[What to do]: Write out exactly the lines below that run from the one containing "Could you please indicate the orange slalom" through the one containing "Could you please indicate the man in black", both included, with no other lines.
*** Data under study Section Begins ***
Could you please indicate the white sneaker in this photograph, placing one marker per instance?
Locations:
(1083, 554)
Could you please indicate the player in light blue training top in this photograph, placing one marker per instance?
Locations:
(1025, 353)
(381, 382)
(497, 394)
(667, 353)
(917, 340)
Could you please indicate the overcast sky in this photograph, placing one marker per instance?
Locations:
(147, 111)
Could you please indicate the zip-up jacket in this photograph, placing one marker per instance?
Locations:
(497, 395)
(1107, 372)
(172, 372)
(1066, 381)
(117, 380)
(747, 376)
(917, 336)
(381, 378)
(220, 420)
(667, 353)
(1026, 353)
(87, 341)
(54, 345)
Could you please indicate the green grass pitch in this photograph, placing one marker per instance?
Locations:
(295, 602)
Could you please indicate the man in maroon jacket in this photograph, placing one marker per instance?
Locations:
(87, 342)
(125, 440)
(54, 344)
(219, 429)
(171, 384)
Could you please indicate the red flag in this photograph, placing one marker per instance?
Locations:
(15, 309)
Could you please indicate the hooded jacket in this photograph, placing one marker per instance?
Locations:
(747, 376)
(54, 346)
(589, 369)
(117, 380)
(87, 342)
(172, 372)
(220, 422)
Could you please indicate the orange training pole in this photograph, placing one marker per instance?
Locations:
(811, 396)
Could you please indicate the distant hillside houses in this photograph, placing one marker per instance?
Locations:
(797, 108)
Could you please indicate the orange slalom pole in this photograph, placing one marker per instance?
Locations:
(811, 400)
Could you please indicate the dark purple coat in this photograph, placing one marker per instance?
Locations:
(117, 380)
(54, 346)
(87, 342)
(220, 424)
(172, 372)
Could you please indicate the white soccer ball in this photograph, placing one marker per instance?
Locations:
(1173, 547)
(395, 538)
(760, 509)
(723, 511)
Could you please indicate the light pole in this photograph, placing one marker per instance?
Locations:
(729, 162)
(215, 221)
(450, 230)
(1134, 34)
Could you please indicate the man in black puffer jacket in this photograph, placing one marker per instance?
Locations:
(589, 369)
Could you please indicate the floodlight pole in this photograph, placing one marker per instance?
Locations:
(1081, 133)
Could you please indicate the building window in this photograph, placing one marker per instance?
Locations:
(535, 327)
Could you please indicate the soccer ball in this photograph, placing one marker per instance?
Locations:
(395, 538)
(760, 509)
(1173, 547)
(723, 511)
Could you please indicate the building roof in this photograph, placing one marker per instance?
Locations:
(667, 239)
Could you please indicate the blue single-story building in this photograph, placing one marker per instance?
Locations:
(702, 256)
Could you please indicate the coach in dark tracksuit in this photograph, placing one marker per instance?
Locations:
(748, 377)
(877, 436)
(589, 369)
*** Data under study Section Ends ***
[Answer to this problem]:
Could you please indicate the orange slalom pole in this photograph, placing one marker per instance?
Locations:
(811, 400)
Could you please indicate the dark purple coat in this photograph, placing one marker per instance?
Locations:
(117, 380)
(54, 346)
(87, 342)
(220, 424)
(172, 372)
Could you please indicate the white soccer ball in this photograph, placing one marker per instance?
Locations:
(1173, 547)
(395, 538)
(760, 509)
(723, 511)
Could you please indicate the light pole in this photograph, placing one marker per instance?
Locations:
(729, 162)
(215, 221)
(450, 230)
(1134, 34)
Could you please indicate the man in black puffer jacket in this photograph, placing one marker per instance?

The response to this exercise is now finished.